Problem statement: Only the lines from the one holding "Reviewer check: make sure each instance of the white house" to the end should be retyped, exactly, with both ends included and no pictures.

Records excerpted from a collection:
*****

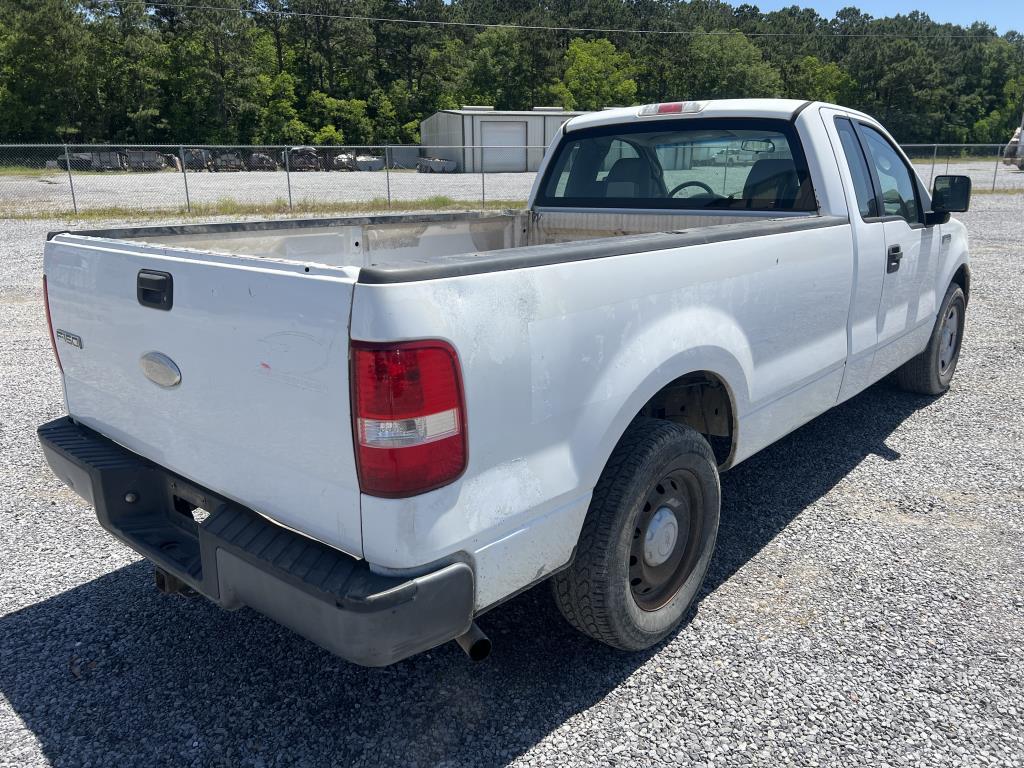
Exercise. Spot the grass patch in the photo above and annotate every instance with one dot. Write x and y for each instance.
(279, 207)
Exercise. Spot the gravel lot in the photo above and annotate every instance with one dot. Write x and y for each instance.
(865, 605)
(159, 190)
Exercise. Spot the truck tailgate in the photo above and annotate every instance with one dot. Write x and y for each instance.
(261, 412)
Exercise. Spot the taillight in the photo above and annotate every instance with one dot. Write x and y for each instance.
(49, 323)
(672, 108)
(409, 417)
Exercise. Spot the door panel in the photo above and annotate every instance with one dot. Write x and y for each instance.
(907, 295)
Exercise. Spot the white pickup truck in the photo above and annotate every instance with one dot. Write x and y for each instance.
(374, 429)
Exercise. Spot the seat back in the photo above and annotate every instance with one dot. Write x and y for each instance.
(770, 182)
(629, 177)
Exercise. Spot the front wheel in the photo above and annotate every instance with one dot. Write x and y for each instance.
(931, 372)
(647, 540)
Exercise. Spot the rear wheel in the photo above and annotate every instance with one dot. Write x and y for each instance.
(647, 540)
(931, 372)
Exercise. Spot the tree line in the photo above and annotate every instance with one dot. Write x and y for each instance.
(293, 72)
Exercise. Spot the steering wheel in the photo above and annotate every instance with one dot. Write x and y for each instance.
(683, 185)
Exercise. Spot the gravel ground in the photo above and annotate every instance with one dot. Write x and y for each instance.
(156, 190)
(865, 605)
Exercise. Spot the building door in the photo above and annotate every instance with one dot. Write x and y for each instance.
(505, 145)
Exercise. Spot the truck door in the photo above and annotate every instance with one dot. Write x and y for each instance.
(908, 303)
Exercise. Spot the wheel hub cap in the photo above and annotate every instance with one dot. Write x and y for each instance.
(659, 541)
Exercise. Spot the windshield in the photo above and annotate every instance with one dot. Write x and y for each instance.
(755, 165)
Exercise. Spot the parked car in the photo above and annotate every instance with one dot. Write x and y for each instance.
(435, 165)
(301, 159)
(395, 423)
(228, 161)
(1013, 154)
(344, 162)
(198, 160)
(369, 163)
(260, 161)
(145, 160)
(93, 161)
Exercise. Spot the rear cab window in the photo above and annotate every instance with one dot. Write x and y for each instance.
(859, 171)
(696, 164)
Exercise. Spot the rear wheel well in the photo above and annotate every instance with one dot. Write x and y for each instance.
(963, 279)
(700, 400)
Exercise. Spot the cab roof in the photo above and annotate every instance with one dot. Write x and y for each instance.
(725, 108)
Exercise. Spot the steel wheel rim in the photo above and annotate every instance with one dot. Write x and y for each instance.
(948, 347)
(654, 581)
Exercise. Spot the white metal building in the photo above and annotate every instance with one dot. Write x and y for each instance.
(511, 141)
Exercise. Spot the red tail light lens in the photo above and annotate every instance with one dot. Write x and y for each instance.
(49, 323)
(409, 417)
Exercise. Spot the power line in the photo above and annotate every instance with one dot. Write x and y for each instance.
(530, 28)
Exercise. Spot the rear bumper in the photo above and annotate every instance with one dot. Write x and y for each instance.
(236, 557)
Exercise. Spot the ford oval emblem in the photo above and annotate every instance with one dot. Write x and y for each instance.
(160, 370)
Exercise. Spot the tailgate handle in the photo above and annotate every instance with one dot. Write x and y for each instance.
(156, 289)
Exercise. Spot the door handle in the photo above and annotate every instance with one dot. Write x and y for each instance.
(155, 289)
(895, 255)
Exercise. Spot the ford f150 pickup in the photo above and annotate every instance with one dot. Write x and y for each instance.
(374, 429)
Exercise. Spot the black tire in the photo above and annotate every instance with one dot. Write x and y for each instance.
(656, 465)
(931, 372)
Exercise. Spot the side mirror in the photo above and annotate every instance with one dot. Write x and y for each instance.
(951, 194)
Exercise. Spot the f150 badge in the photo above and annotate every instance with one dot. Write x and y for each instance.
(73, 339)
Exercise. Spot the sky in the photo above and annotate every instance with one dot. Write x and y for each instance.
(999, 13)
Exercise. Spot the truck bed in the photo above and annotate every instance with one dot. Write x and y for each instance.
(403, 247)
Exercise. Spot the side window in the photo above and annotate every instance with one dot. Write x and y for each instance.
(858, 169)
(899, 197)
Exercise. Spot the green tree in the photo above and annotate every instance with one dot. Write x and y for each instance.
(596, 76)
(810, 78)
(279, 119)
(724, 67)
(45, 75)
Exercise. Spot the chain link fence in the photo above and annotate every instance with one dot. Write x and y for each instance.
(115, 180)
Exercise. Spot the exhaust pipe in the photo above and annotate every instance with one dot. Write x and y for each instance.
(475, 644)
(171, 585)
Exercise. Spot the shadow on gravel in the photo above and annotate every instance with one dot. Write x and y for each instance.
(112, 673)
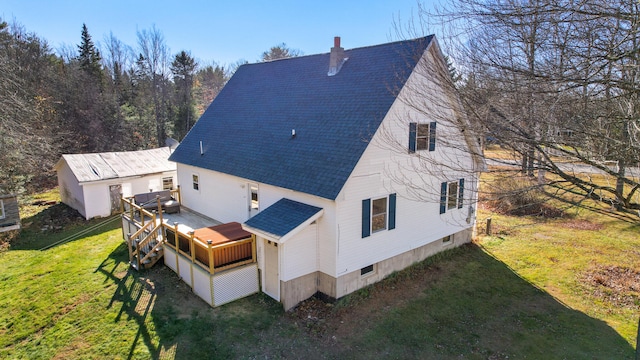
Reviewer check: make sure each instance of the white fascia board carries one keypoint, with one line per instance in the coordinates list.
(287, 236)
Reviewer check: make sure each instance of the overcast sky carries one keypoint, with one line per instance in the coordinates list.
(221, 31)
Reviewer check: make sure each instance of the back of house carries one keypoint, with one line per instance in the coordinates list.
(338, 163)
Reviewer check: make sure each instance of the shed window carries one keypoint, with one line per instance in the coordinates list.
(196, 182)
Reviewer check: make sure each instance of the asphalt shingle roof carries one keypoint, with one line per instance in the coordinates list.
(246, 131)
(282, 217)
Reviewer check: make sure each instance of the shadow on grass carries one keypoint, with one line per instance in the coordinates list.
(57, 225)
(477, 307)
(172, 322)
(459, 304)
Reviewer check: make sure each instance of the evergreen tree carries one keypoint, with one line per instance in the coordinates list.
(89, 56)
(183, 68)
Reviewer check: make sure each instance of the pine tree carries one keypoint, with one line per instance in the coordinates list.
(89, 56)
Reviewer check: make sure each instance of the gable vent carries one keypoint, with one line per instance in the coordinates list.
(336, 58)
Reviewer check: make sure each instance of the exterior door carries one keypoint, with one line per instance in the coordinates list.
(115, 192)
(271, 271)
(254, 201)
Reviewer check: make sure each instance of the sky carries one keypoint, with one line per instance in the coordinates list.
(216, 30)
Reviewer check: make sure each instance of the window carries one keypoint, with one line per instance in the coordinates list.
(447, 240)
(167, 183)
(196, 182)
(366, 270)
(451, 195)
(378, 214)
(254, 197)
(422, 136)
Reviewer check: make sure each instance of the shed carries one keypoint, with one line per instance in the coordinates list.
(9, 213)
(93, 183)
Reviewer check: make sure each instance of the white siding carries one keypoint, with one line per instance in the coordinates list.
(385, 168)
(225, 198)
(97, 200)
(92, 199)
(299, 255)
(70, 191)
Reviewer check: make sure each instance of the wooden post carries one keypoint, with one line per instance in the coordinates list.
(211, 267)
(638, 341)
(193, 255)
(137, 254)
(253, 247)
(177, 249)
(130, 249)
(159, 208)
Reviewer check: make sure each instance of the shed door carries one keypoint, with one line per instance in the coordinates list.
(271, 273)
(115, 192)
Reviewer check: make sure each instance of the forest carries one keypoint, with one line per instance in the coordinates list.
(90, 98)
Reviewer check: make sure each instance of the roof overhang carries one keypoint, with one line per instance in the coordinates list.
(298, 220)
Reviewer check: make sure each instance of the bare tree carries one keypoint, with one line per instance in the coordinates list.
(555, 83)
(154, 54)
(280, 51)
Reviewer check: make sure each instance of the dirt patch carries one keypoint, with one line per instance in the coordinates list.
(581, 225)
(617, 285)
(331, 323)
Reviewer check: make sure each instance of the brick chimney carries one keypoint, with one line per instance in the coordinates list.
(336, 58)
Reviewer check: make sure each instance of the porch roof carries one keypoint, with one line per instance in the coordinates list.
(283, 219)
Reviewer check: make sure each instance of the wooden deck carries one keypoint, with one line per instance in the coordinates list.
(189, 220)
(148, 233)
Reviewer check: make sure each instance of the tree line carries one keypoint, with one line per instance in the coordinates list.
(95, 99)
(557, 84)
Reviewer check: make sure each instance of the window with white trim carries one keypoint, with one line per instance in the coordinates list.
(367, 270)
(196, 181)
(167, 183)
(451, 195)
(422, 136)
(447, 240)
(378, 214)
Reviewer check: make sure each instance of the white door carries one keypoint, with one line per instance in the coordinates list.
(271, 273)
(254, 201)
(115, 192)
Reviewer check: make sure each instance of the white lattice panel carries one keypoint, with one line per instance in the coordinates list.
(235, 284)
(202, 284)
(185, 269)
(170, 258)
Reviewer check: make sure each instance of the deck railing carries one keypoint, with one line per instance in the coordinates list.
(212, 258)
(202, 252)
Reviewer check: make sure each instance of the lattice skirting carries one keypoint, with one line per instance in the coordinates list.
(218, 289)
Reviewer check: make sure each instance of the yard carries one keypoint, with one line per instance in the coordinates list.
(539, 288)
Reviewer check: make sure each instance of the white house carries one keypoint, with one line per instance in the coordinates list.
(93, 183)
(304, 152)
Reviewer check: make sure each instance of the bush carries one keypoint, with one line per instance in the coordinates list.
(520, 195)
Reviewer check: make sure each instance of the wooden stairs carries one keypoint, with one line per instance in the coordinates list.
(146, 247)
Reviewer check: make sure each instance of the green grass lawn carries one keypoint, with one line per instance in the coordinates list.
(536, 289)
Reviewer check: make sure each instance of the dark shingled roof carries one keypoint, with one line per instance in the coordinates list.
(282, 217)
(246, 131)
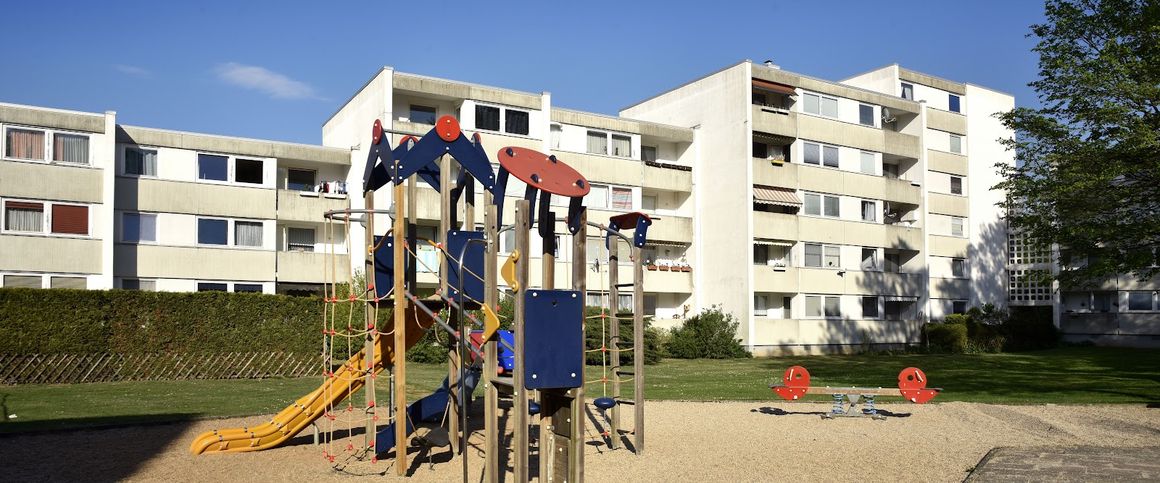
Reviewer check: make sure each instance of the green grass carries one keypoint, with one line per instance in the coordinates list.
(1070, 375)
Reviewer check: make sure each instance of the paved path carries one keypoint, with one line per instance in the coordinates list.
(1077, 463)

*****

The reply:
Reviewer check: make sure each instance of the white house carries one keypoint, with one line per instance in the coordinates list.
(93, 183)
(304, 152)
Reviewer check: make sure each instance of the bush carries one keypoint, with one line per instance in the coordinates list.
(520, 195)
Reviewer check: make sure each instance of the wooden stairs carries one keypoint, with one line per instance in the coordinates list.
(146, 247)
Reviewer check: make sure each instance of the green grass lawn carries one keypoint, with one line per instance in the coordinates list.
(536, 289)
Reviewer check: make sure each instance of the dark shingled roof carries one keypoint, with one line per instance in the coordinates list.
(282, 217)
(246, 131)
Reviewer check: make sure each instance of the green grass carries one keypoint, with one line per instance in the coordinates list.
(1070, 375)
Reviewer check: make sure each instance of the paved path carries one keypoint, with one line per instance in the coordinates list.
(1077, 463)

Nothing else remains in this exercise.